Pipeline Throughput Volumes. We view pipeline
throughput volumes as an important component of maximizing our
profitability. We gather and transport natural gas, NGLs and
propylene under fee-based contracts. Pipeline throughput volumes
from existing wells connected to our pipelines will naturally
decline over time as wells deplete. Accordingly, to maintain or
increase throughput levels on these pipelines, we must
continually obtain new supplies of natural gas. Our ability to
maintain existing supplies of natural gas and NGLs and obtain
new supplies are impacted by (1) the level of workovers or
recompletions of existing
71
connected wells and successful drilling activity in areas
currently dedicated to our pipelines and (2) our ability to
compete for volumes from successful new wells in other areas. We
regularly monitor producer activity in the areas served by the
Acadian Gas pipeline system, and the areas served by South Texas
NGL pipeline system and Enterprise Products Partners Shoup
and Armstrong fractionation facilities. The throughput volumes
of propylene on our Lou-Tex and Sabine pipelines are
substantially dependent upon the quantities of propylene
produced at third-party plants that have pipeline connections
with our propylene pipelines.

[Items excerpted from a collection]

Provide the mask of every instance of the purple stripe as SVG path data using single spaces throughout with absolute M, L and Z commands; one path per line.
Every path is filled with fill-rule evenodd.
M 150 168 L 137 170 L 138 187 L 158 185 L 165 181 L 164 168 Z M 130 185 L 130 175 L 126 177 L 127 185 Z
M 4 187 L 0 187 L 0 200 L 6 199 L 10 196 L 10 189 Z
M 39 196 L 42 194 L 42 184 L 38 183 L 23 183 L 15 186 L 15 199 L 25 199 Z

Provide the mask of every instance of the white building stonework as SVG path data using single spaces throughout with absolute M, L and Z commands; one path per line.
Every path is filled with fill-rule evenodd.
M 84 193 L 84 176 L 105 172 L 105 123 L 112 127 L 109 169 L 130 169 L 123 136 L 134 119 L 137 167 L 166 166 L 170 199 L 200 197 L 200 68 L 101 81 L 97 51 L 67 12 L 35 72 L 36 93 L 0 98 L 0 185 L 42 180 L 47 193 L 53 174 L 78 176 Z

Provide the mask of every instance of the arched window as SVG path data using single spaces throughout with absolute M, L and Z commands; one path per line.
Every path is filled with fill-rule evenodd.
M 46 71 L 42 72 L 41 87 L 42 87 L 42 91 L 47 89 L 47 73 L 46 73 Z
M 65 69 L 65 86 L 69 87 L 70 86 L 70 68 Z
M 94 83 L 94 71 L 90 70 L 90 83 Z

> _Problem to work on_
According to the excerpt on pipeline throughput volumes, what happens over time to throughput volumes from existing wells connected to the pipelines? The items originate from a separate source.

> _Written answer_
They naturally decline over time as the wells deplete.